What you need to do
Wherever a line holds the word "window", copy that line from the data.

Records for the exercise
+++++

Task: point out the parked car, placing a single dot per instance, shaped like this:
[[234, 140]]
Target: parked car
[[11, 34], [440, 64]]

+++++

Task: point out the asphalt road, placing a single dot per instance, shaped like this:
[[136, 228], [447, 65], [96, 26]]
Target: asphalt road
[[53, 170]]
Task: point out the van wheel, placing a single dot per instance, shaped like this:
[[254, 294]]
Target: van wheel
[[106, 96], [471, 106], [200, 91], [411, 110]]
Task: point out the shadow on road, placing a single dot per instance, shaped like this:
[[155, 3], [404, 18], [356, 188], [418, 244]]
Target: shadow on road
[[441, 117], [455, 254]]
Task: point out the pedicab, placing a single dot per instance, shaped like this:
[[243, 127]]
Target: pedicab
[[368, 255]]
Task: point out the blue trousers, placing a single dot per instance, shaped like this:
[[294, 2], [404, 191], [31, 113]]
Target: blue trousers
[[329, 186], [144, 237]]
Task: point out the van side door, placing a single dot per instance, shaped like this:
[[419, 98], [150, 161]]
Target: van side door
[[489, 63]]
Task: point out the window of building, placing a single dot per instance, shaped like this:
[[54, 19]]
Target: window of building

+++++

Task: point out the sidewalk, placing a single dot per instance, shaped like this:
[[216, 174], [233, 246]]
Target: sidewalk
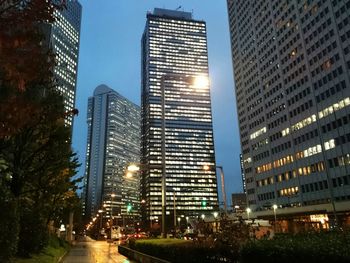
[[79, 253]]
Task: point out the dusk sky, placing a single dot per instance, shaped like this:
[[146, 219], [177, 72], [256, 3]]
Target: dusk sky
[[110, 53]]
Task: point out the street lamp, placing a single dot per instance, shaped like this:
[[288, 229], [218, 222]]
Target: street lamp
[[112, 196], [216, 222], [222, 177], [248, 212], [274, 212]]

+++++

Task response
Task: point out the window of building, placing a single dot per instance, shaped like this:
Target: window of building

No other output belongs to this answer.